BEGIN PROVIDED RECORDS

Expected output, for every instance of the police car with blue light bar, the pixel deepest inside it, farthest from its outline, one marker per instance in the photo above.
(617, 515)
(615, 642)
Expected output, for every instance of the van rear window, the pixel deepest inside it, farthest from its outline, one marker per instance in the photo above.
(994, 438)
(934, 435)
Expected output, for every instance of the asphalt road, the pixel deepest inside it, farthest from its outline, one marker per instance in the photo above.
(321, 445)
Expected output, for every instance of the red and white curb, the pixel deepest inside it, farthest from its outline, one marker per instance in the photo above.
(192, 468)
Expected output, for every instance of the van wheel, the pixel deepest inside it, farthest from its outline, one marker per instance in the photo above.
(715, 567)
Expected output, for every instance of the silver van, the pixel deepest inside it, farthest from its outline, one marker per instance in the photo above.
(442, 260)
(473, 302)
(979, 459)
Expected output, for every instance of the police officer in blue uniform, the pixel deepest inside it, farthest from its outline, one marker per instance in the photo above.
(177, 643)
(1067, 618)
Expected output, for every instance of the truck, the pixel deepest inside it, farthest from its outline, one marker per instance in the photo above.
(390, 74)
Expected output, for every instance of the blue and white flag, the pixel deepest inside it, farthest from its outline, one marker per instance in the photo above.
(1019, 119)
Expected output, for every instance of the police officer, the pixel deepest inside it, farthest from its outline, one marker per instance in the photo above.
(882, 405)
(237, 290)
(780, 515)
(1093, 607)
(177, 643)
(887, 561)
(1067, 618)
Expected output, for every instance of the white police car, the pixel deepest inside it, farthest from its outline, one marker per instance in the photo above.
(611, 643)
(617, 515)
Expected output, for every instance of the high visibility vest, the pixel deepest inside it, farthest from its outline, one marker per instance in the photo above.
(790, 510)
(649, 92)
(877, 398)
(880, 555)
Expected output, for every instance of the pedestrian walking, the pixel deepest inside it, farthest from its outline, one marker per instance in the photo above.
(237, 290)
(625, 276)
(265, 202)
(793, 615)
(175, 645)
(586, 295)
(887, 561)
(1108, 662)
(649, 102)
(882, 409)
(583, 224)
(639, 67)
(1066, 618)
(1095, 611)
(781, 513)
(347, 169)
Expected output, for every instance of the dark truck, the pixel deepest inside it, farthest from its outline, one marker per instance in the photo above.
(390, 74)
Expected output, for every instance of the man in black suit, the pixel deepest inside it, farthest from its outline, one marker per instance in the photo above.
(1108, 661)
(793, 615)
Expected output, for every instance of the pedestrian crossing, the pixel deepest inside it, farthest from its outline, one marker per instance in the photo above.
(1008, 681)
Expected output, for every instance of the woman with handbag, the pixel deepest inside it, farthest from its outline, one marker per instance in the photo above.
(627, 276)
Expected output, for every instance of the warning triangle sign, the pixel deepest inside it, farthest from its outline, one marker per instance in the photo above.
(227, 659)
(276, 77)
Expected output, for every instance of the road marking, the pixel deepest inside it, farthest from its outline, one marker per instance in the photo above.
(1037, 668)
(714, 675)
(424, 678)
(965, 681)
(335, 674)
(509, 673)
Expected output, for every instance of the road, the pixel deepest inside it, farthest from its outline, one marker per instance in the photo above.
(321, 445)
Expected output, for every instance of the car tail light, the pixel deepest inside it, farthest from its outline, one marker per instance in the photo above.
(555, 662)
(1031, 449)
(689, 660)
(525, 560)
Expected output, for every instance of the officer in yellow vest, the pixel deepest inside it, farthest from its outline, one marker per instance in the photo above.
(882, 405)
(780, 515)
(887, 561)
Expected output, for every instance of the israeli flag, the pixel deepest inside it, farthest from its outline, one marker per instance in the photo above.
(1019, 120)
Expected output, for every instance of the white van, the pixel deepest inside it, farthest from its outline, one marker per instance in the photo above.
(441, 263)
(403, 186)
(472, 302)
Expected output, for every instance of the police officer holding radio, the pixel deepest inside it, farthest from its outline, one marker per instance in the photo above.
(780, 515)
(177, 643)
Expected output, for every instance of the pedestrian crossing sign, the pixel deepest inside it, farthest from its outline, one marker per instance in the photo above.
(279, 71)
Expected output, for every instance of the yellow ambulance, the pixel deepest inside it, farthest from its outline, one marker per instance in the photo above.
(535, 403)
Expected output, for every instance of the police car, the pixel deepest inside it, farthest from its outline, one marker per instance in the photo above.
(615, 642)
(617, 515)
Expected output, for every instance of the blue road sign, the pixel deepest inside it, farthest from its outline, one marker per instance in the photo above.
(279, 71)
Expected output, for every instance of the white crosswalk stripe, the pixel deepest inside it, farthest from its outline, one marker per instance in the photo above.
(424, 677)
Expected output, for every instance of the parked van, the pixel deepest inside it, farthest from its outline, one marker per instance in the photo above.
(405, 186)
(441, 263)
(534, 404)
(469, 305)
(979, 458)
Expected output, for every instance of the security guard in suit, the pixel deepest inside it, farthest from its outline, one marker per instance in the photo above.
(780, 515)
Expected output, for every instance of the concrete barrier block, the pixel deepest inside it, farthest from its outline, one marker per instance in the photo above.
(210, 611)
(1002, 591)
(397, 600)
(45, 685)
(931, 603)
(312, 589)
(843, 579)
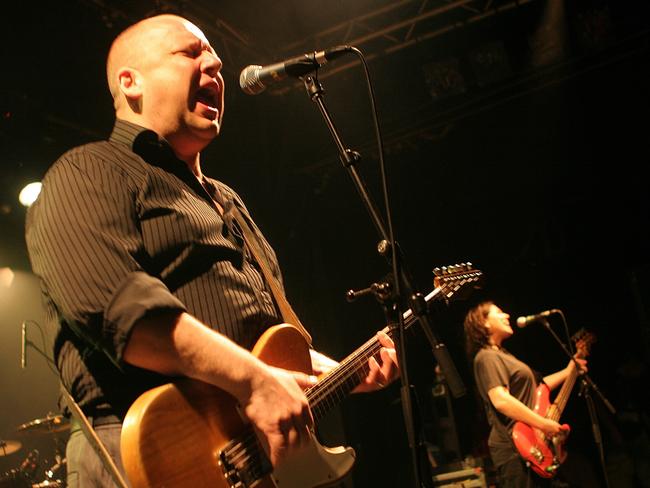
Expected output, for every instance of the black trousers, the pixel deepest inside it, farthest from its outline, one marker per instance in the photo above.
(515, 474)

END PROVIDED RECORDS

• EXERCISE BRIEF: Lay out every one of the items above as a two-column CSV with the header row item,answer and one row per item. Put the item's text in the item column and all of its points in the answer column, each field in double quotes with line breaks turned into spaces, and leave the pictures out.

• ANSWER TO THE EXERCISE:
item,answer
"Expected output, for every instance of the police car with blue light bar, the pixel deepest inside it, farthest from its outline, one marker per instance in the photo above.","(617, 515) (615, 642)"
"Expected output, for every instance of the van rear window, the pixel deepest inside it, farthest from its outline, one marker per instance in the photo above.","(994, 438) (934, 435)"
"Expected output, for every instance of the asphalt road, the pixel deepest inside it, farthest from its outline, one marker per instance in the photo above.","(321, 445)"
"Expected output, for every instance of the red and white curb, the pixel deepest inside it, farthest from its outline, one marker per instance in the photo above.","(192, 468)"
"Expected output, for every instance of the van wheel, the pixel deepest inside it, farthest from its outline, one marker per instance in the photo above.","(715, 567)"
"Expected output, for every instance of the silver van, the pixel deepest inside it, farthest from its outline, one marker per instance in the photo above.","(442, 260) (473, 302) (979, 459)"
"Expected output, for every instance of the police officer in blue uniform, the pixel deepest inside it, farthest from its outline, one marker per instance in the photo above.","(177, 643) (1067, 618)"
"Expected output, for every instance of the truck, the pixel deepest inside it, farthest from its outline, one marker per instance in the photo above.","(390, 74)"
"Expected output, for every instance of the blue and white flag, the pixel deepest inside it, farthest from its outline, one marker per instance in the photo above.","(1019, 119)"
"Expected output, for every instance of the police officer, the pixel deepest inside it, farthest from its outline, one marker per instance in the photo above.","(882, 405) (237, 290) (780, 515) (1093, 607) (177, 643) (887, 561) (1067, 618)"
"Expected output, for every instance of the white police car, the pixel deepest inside it, farthest from its outline, one marker per instance in the photo above.","(611, 643) (617, 515)"
"Expected output, for every instance of the high visibility vest, the pixel deepest inside it, farthest from its outline, one marker per instance in the photo above.","(790, 510) (649, 92) (877, 398) (880, 555)"
"Expected output, for every instance of the pedestrian walking, the pixel deepest inside it, farthest from its outline, one marker per instance in the photo above.","(237, 290) (625, 276) (265, 202) (793, 615) (175, 645) (586, 295) (887, 561) (1108, 662) (649, 102) (882, 409) (583, 224) (639, 67) (1066, 618) (1095, 611) (781, 513) (347, 169)"
"Expected output, for every instance of the dark truck, the pixel deepest inside it, farthest from its outline, one marker per instance in the photo above.","(390, 74)"
"Expected output, for every instance of the man in black suit, the pixel deepest inside it, farthest from its outline, one marker per instance in the photo above.","(1108, 661) (793, 615)"
"Expected output, for every instance of the pedestrian crossing, the pixel deepest inside it, farthest from its outline, one marker per instance in the photo above.","(1008, 681)"
"Expected output, for every instance of the woman with handbag, the pixel deepest inside it, farthest from its outline, one marker per instance in the photo above.","(627, 276)"
"Expected output, for every instance of the warning triangle sign, the pixel deepest inside it, farthest from its outline, one marker per instance in the photo above.","(227, 659) (276, 77)"
"Expected output, for every instance of the road marking, the pixel deepest inside it, farthest from its outline, one marker per instance in the photo above.","(1037, 668) (714, 675) (424, 678) (965, 681) (335, 674) (509, 673)"
"Expected output, for every instance of the road, the pixel deepest inside it, farthest from its outline, one marker per instance in the photo above.","(321, 445)"
"Expected output, for every instance of the car tail light, the pixel deepest inside it, farthest from its outline, one marker per instance in the photo above.","(555, 662) (1031, 449) (689, 660) (525, 560)"
"Expected output, for every instance of the officer in yellow vest, the pixel deepest inside it, farthest from its outline, one marker per instance in the photo above.","(882, 405) (780, 515) (887, 561)"
"Expected output, for every instance of the israeli flag, the pixel deepest inside it, farthest from its outline, one marker per instance in the photo above.","(1019, 120)"
"Expected output, for every instance of the white van, the pixel deepest inside it, farthest from its outline, one marker per instance in the photo above.","(441, 263) (403, 186) (472, 302)"
"Expected output, for every instance of the police officer holding radio, the pixel deepest inside it, farthest from its outline, one marker per instance in the photo above.","(780, 515) (177, 643)"
"Expected output, for every instance of the pedestrian crossing sign, the pixel deepest inside it, farthest from its outline, one marker per instance in the photo above.","(279, 71)"
"Expected output, for every instance of the yellow ambulance, the pixel deepest inside it, farthest from its outline, one marker per instance in the photo above.","(535, 403)"
"Expected output, for every instance of the police car, the pixel deepest inside it, farthest from its outline, one marker per instance in the photo above.","(615, 642) (617, 515)"
"Expected output, for every instance of the blue road sign, the pixel deepest inside it, farthest from its outline, one marker per instance in the photo above.","(279, 71)"
"Expected output, for every instance of the white crosswalk stripe, the pixel deepest inside it, farthest from its outline, one marker per instance in the photo above.","(424, 677)"
"Expected output, for every instance of the parked van, the pixel deepest inside it, farthest from its outline, one marker per instance in the photo above.","(405, 186) (441, 263) (534, 404) (469, 305) (979, 458)"
"Expected output, for every instance of the security guard in suit, the pixel deepest inside it, farthest from its outline, one marker per instance in the photo above.","(780, 515)"
"Expected output, for every instance of the concrete barrier block, the pixel deepest inside it, farthest from its outline, one marker per instance in the photo above.","(210, 611) (1002, 591) (397, 600) (45, 685) (931, 603) (312, 589) (843, 579)"
"Expected output, for every instance of the black trousers, the pixel deepest inside it, farthest from its outline, one marker per instance in the photo above.","(515, 474)"